Copy out word for word the passage from the page on the Jacinto class corvettes, starting with "Phase I of a" and going on through "by November 2005.".

* Extract:
━━━━

Jacinto Class Corvettes
(ex-RN Peacock Class)
Friday May 26, 2006
The ships are characterized by a low freeboard,
76mm Oto-Melara gun turret forward, large funnel amidships and a crane and Rigid
Hull Inflatable Boat (RHIB) aft.
The Oto Melara 76mm Compact DP can send shells up
to a range of 10 nautical miles and can be used against ships, aircraft or
ground targets. It is remotely controlled from the Combat Information
Center and has no crew within the gun itself. The gun can fire 80 rounds
in 60 seconds without reloading it’s magazine. This ship has space for up
to 450 rounds.
In addition to the 76mm gun, these ships also
carry two machine guns (two 7.62mm) and one 20mm Oerlikon.
They are diesel powered and have two APE-Crossley
SEMT-Pielstick diesels (14,188 bhp combined) driving two three bladed props.
There is also a drop down loiter engine with a shrouded prop of 181 bhp used to
keep station and save fuel. The main engines can propel the 664 ton (712
tons full load) ship at over 28 knots. 25 knots sustained. Range is 2,500
nautical miles at 17 knots.
The ships were specifically designed for Asian
service. As such, they have air-conditioned crew spaces and have been
designed to stay at sea during typhoons. However, the ships were modified
soon after entering Royal Navy service with deeper bilge keels to alleviate a
propensity to roll during moderate and heavy seas.
The most modern combatants in the Philippine Navy.
The three ships of this class originally formed the Hongkong Squadron of the
Royal Navy. The ships were built by Hall Russell in the UK and were commissioned into Royal Navy service in 1983
and 1984. They were built specifically for service in Hongkong. They were sold to the
Philippines and turned over to the Navy on August 1st 1997 when Hongkong was
ceded back to China.
Phase I of a III stage modernization program for the three ships
has been completed by the beginning of 2006. QinetiQ was the program manager for the Philippine
Phase I involved armament and electronics
upgrades, Phase II is the propulsion upgrade, Phase III is through life support
for the program. Phase I was approved in Nov 2003 and was officially
completed in 2006.
Phase II and III are currently under negotiation.
Phase I commenced with the first ship is going
into drydock at the Keppel SY in Batangas. The first ship, PS35 BRP Emilio
Jacinto entered drydock in November 2004 and will complete Phase I modernization
by April 2005. The second ship is slated to enter the Phase I program on
February 2005 and finish in October 2005. The third and last ship
entered the program in March 2005 and was completed by November 2005.
The Phase I modernization involved:
1. Installation of a new Electro-Optical
Tracking/Fire Control System manufactured by Radamec (Radamec 1500) and its
integration with existing main gun and new 25mm gun. The new fire control
system is meant to provide fire control solutions for both guns and provide a
day/night/all weather engagement capability.

━━━━

* Data section:
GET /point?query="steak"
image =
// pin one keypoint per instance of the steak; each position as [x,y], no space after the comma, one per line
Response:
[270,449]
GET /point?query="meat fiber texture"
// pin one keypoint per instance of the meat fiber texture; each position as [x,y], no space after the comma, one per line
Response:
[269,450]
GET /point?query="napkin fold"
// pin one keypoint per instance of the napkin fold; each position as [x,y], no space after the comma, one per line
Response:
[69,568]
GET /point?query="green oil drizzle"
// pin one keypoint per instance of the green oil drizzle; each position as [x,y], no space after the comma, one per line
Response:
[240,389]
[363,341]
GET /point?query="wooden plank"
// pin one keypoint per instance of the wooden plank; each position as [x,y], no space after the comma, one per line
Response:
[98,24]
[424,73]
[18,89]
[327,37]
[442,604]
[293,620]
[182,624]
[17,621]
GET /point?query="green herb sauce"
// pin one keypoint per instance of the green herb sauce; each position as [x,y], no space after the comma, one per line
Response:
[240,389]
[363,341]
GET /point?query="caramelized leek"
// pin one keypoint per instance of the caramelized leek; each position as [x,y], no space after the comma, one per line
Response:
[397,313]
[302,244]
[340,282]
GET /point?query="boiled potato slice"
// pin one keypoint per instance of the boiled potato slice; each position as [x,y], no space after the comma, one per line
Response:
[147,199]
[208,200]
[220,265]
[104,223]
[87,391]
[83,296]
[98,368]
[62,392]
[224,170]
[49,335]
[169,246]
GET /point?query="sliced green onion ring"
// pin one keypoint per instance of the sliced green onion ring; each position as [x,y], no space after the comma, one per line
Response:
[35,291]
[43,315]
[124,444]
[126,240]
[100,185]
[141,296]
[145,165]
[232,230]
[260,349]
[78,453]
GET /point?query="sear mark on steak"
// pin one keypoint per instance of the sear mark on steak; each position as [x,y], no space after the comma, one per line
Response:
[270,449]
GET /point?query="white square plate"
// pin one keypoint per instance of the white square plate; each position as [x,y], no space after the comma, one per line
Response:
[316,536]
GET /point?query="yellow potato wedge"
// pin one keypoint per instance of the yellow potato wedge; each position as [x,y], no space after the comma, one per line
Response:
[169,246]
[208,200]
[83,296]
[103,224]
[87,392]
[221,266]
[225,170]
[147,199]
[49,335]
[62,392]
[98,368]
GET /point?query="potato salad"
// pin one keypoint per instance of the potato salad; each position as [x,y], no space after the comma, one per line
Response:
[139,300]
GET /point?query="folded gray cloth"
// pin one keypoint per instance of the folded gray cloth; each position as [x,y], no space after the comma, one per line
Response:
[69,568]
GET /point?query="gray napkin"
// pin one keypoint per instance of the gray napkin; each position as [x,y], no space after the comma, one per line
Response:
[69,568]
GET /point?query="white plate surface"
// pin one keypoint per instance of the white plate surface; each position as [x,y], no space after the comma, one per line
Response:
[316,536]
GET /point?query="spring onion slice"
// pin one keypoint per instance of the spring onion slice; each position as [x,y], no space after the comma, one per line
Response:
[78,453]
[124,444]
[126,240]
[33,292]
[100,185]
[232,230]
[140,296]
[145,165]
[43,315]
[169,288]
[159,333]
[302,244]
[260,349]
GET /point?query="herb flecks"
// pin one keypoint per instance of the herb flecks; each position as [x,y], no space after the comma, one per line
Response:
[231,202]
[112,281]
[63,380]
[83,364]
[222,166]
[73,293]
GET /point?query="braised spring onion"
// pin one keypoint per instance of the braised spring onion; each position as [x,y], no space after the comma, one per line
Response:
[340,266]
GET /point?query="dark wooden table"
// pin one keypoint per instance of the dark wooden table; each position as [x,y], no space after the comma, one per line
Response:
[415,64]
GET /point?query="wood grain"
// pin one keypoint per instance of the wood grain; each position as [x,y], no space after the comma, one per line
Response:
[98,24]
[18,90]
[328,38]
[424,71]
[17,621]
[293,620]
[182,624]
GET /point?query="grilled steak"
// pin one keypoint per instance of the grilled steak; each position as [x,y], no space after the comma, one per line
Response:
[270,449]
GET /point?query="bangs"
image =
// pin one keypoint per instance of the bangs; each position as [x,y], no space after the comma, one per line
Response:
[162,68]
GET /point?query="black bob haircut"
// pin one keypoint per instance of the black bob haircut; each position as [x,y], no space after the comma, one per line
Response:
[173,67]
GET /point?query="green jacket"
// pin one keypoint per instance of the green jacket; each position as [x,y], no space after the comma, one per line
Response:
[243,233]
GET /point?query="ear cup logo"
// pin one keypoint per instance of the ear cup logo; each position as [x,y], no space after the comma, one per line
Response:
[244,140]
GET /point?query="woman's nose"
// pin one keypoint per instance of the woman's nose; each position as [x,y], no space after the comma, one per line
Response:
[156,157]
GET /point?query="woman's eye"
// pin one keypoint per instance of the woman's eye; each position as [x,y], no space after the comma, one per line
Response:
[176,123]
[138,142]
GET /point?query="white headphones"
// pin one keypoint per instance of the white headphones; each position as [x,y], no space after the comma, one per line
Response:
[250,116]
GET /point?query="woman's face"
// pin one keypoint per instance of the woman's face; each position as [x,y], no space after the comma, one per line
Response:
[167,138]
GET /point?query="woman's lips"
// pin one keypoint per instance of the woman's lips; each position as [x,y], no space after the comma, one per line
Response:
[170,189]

━━━━

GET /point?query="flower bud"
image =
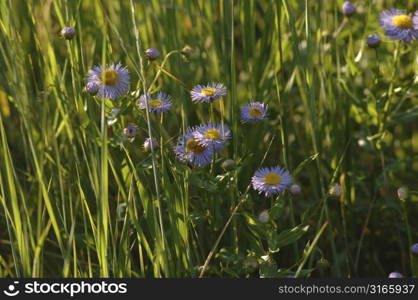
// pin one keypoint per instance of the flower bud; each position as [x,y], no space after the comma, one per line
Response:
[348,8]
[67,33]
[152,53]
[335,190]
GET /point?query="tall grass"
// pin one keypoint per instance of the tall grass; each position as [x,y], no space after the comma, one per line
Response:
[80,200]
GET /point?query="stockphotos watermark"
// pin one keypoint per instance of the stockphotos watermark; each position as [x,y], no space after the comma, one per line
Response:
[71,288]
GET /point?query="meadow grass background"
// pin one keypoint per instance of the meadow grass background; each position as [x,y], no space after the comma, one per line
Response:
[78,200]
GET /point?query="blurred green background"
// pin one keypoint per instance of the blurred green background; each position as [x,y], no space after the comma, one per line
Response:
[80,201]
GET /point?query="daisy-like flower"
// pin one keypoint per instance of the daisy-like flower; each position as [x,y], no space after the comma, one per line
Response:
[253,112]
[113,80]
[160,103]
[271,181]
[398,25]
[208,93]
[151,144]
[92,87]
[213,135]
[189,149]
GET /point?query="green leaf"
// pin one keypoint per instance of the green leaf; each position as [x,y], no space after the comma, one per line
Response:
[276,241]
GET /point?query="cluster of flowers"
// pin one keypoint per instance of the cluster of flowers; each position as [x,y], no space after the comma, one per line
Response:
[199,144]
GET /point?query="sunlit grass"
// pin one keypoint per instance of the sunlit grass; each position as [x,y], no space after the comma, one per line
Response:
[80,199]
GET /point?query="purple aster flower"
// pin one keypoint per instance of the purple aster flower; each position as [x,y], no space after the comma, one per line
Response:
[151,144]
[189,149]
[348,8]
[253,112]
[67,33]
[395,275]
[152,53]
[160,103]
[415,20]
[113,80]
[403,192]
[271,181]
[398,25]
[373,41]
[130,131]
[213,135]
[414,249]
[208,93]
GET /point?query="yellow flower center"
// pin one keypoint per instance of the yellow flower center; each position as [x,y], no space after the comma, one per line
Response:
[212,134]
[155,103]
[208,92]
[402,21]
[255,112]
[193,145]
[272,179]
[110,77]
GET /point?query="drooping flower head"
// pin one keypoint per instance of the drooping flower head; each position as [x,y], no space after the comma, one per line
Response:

━━━━

* Response to this exercise:
Phase I of a III stage modernization program for the three ships
has been completed by the beginning of 2006. QinetiQ was the program manager for the Philippine
Phase I involved armament and electronics
upgrades, Phase II is the propulsion upgrade, Phase III is through life support
for the program. Phase I was approved in Nov 2003 and was officially
completed in 2006.
Phase II and III are currently under negotiation.
Phase I commenced with the first ship is going
into drydock at the Keppel SY in Batangas. The first ship, PS35 BRP Emilio
Jacinto entered drydock in November 2004 and will complete Phase I modernization
by April 2005. The second ship is slated to enter the Phase I program on
February 2005 and finish in October 2005. The third and last ship
entered the program in March 2005 and was completed by November 2005.